━━ DATA SHOWN ━━

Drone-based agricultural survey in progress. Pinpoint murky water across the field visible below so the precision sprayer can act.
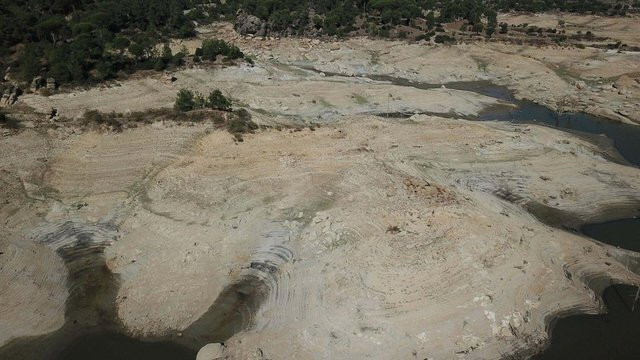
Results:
[532,285,640,360]
[0,67,640,360]
[371,75,640,166]
[580,218,640,252]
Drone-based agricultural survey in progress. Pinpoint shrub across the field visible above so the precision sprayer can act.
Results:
[434,34,456,44]
[227,109,258,142]
[207,90,231,111]
[173,89,196,111]
[196,39,244,60]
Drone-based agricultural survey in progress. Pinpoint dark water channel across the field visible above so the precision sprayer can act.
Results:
[0,222,268,360]
[360,71,640,360]
[0,70,640,360]
[580,218,640,252]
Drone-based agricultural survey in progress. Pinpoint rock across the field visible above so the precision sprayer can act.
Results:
[233,10,267,36]
[256,22,267,37]
[196,343,224,360]
[162,74,178,84]
[47,78,57,90]
[29,76,45,92]
[0,86,22,106]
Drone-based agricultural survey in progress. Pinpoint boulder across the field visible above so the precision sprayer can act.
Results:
[47,78,57,90]
[234,11,267,36]
[0,86,22,106]
[29,76,45,92]
[256,21,267,37]
[196,343,224,360]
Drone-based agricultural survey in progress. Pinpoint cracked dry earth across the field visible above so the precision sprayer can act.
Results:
[0,108,640,359]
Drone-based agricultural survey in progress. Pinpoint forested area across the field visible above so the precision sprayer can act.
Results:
[0,0,640,87]
[0,0,204,83]
[219,0,640,36]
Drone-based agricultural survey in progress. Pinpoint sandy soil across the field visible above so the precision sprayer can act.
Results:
[0,116,640,359]
[0,15,640,359]
[21,21,640,124]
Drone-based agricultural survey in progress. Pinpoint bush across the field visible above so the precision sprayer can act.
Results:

━━━

Can you write out all the items above again, changing "precision sprayer" to "spot sprayer" wherever it occurs and keeping everything else the same, but without the pictures?

SOLVED EXERCISE
Drone-based agricultural survey in progress. Pinpoint murky water across the field visible below so the spot sprayer can act.
Results:
[532,285,640,360]
[0,67,640,360]
[371,75,640,166]
[580,218,640,252]
Drone-based agricultural survey in progress. Pinpoint shrub across the field visible above so the spot sprayer can act.
Results:
[434,34,456,44]
[227,109,258,142]
[207,90,231,111]
[173,89,196,111]
[196,39,244,60]
Drone-based agricultural survey in progress. Pinpoint dark water channel across the field visible above so the spot sprayer can act.
Results:
[0,222,268,360]
[360,71,640,360]
[0,70,640,360]
[580,218,640,252]
Drone-based agricultural survey in progress. Pinpoint rock across the field visible above so the spot sprayer can act.
Results:
[233,10,267,36]
[256,22,267,37]
[196,343,224,360]
[162,74,178,84]
[47,78,57,90]
[29,76,45,92]
[0,86,22,106]
Drone-based agricultural survey in progress. Pinpoint boulder across the field visible above so the spot sprayer can act.
Results:
[47,78,57,90]
[234,11,267,36]
[0,86,22,106]
[29,76,45,92]
[256,21,267,37]
[196,343,224,360]
Drone-based agricultural survey in progress. Pinpoint cracked dry earth across the field visible above so the spot sprayer can act.
Results:
[0,108,640,359]
Drone-based agricultural survey in progress. Pinpoint forested area across the field visible above so the spot sprayer can act.
Results:
[0,0,640,87]
[0,0,204,83]
[219,0,640,36]
Drone-based agricultural survey in progress. Pinpoint sandy soil across the field visible above so the spot sprayer can act.
Results:
[0,116,640,359]
[0,15,640,359]
[21,21,640,124]
Drone-based agricultural survey in progress. Pinpoint bush across the field visible above so the spot sprayer can act.
Results:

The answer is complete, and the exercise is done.